╭─ 原文摘录

Pytorch

基于Pytorch1.0

将数据转换为Pytorch格式
Pytorch多GPU训练
Pytorch断点续训
Best way to save a trained model in PyTorch

将数据转换为Pytorch格式

Pytorch官方提供了torch.utils.data.Dataset抽象类，需要根据自己应用具体实现:

class Dataset(object):
    """An abstract class representing a Dataset.

    All other datasets should subclass it. All subclasses should override
    ``__len__``, that provides the size of the dataset, and ``__getitem__``,
    supporting integer indexing in range from 0 to len(self) exclusive.
    """

    def __getitem__(self, index):
        raise NotImplementedError

    def __len__(self):
        raise NotImplementedError

    def __add__(self, other):
        return ConcatDataset([self, other])

1、首先将Dataset抽象类实现:

import torch
import torchvision
import torchvision.transforms as transforms
from PIL import Image

class andyDataset(Dataset):
    """
    Implement the Dataset abstract class
    imgRootPath tree is:
        imgRootPath:
            dog:
                img1.png
                img2.png
                ...
            cat:
                img1.png
                img2.png
            ...

    classNameList is:
        ['dog', 'cat', ...]

    """
    def __init__(self, imgRootPath, classNameList=None, imgShape=(32, 32)):
        self.imgList = []
        self.labelList = []
        self.size = imgShape

        if not os.path.isdir(imgRootPath):
            print("imgRootPath is not image root path!")
            return

        imgFolderList = os.listdir(imgRootPath)
        if len(imgFolderList) != len(classNameList):
            print("The number of  sample folder!= the number of classes!")
            return

        # Folder
        for index, folderName in enumerate(imgFolderList):
            if folderName not in classNameList:
                print("Folder name is not as same as label! Check Again!")
                return

            folderPath = os.path.join(imgRootPath, folderName)
            imgNameList = os.listdir(folderPath)
            #print(folderPath, " has ",len(imgNameList), "images!")

            # images
            for imgName in imgNameList:
                imgPath = os.path.join(folderPath, imgName)

╰─

任务要求: 请写出上文关于将数据转换为Pytorch格式的原文的后续内容，从其最后一行之后开始。

╭─ 存档记录

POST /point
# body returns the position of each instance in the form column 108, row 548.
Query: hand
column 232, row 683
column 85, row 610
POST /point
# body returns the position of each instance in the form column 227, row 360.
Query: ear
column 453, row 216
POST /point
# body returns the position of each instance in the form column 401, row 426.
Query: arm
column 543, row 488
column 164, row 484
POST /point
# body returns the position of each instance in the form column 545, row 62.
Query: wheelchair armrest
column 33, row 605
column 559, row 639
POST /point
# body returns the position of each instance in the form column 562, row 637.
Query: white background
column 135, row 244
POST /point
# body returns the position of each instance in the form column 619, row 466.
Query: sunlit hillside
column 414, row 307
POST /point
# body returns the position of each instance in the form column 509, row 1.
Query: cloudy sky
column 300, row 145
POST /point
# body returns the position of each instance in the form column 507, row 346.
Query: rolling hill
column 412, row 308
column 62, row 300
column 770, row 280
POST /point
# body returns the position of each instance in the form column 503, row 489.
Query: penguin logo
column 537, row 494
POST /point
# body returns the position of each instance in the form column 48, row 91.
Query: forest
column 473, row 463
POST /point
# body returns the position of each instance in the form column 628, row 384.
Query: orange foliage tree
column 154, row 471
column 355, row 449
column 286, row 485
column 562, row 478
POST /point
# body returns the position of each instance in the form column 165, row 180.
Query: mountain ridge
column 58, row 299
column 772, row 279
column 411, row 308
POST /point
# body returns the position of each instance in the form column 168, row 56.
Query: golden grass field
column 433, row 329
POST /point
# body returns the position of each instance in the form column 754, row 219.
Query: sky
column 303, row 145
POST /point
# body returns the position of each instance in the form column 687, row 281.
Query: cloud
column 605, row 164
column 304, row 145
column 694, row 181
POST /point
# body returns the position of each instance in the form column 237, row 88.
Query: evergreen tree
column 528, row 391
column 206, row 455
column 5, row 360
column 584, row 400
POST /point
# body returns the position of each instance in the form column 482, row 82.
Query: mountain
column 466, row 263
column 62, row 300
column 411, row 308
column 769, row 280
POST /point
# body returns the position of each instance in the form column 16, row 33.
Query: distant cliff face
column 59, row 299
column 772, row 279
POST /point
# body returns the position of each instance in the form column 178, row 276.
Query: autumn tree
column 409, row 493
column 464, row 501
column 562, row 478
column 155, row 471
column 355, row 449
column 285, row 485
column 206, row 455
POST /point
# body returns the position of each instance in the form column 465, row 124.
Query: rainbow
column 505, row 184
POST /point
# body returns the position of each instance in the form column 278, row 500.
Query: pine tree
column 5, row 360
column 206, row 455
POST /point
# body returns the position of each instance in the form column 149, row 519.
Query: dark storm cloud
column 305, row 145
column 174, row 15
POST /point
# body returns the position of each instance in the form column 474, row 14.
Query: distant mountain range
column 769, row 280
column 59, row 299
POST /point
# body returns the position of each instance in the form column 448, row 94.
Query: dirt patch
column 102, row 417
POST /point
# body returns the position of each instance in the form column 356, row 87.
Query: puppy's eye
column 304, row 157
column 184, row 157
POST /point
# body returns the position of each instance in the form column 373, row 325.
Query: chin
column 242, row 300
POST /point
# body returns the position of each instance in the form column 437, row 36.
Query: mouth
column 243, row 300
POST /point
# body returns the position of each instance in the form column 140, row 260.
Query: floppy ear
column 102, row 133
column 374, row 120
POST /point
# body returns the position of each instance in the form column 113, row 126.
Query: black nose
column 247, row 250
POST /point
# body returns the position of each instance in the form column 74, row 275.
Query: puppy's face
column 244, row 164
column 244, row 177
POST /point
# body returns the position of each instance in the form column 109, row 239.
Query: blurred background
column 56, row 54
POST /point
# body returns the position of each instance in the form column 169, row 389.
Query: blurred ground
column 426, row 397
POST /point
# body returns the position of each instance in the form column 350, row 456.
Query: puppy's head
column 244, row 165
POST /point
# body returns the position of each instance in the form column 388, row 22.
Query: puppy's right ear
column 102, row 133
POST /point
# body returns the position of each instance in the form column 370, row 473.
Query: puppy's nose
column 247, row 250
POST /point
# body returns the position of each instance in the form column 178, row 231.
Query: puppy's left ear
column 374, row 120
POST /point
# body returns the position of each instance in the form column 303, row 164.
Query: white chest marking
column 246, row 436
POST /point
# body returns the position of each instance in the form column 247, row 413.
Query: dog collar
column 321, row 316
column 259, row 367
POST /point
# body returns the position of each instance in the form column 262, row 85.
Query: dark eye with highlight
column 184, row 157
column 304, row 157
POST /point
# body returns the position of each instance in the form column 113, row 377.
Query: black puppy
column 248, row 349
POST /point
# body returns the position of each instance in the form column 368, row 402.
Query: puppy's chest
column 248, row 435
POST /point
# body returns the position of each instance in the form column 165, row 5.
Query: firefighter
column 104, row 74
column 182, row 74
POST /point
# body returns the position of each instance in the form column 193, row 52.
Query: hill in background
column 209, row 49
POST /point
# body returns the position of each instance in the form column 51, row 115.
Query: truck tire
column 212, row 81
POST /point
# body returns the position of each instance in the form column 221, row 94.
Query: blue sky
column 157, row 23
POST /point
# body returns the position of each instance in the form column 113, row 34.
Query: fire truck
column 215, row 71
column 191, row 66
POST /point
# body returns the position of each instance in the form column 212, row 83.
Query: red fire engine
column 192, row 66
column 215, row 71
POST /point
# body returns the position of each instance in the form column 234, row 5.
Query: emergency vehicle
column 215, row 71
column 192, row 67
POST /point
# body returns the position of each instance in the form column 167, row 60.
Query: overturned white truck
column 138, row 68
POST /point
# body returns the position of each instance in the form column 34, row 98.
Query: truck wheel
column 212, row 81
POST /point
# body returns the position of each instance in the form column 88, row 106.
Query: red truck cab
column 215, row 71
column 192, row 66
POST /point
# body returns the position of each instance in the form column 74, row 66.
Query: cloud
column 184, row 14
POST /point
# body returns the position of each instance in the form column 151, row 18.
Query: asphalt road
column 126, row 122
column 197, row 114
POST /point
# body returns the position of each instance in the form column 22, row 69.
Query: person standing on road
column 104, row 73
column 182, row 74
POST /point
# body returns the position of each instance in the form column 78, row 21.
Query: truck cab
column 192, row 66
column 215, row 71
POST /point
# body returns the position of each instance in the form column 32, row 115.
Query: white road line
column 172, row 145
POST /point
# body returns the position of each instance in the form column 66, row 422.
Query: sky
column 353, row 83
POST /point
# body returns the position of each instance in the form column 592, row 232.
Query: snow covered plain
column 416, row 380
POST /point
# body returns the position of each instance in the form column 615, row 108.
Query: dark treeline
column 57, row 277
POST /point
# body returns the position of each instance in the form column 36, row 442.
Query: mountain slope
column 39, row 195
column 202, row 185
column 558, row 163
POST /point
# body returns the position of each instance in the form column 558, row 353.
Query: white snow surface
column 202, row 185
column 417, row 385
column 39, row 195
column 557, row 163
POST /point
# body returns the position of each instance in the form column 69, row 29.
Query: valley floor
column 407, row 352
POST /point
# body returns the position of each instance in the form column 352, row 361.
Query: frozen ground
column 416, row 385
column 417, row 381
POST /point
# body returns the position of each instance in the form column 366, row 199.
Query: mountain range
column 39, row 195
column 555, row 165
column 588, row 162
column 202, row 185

╰─

书面答复:
                self.imgList.append(imgPath)
                self.labelList.append(index)
        #print(len(self.imgList))
        #print(len(self.labelList))
        #print(self.imgList)
        #print(self.labelList)

    def __len__(self):
        return len(self.labelList)

    def __getitem__(self, index):
        imgPath = self.imgList[index]
        lable = self.labelList[index]
        img = Image.open(imgPath)
        img_as_tensor = transforms.Compose([transforms.Resize(self.size), transforms.ToTensor()])(img)
        return img_as_tensor, lable

2、封装自己的DataLoader：

def andyDataLoader(imgRootPath, classNameList=None, imgShape=(32, 32), batch_size=128, shuffle=True, num_workers=8):
    myLoader = andyDataset(imgRootPath, classNameList, imgShape)
    imgNum = len(myLoader)
    print('Use a dataset with', imgNum, 'images')
    loader = torch.utils.data.DataLoader(myLoader, batch_size=batch_size,shuffle=shuffle, num_workers=num_workers)
    return imgNum, loader

或者简单点:

imgShape = (32, 32)
batch_size = 128
shuffle = True
num_workers = 8
andyDataLoader = torch.utils.data.DataLoader(andyDataset(imgRootPath, classNameList, imgShape), batch_size=batch_size,shuffle=shuffle, num_workers=num_workers)

3、具体调用andyDataLoader:

train_img_num, train_loader = andyDataLoader('data/train/', class_labels)

其中：

data/train/，目录中的文件结构：
- dog
  - img1.png
  - img2.png
  - ...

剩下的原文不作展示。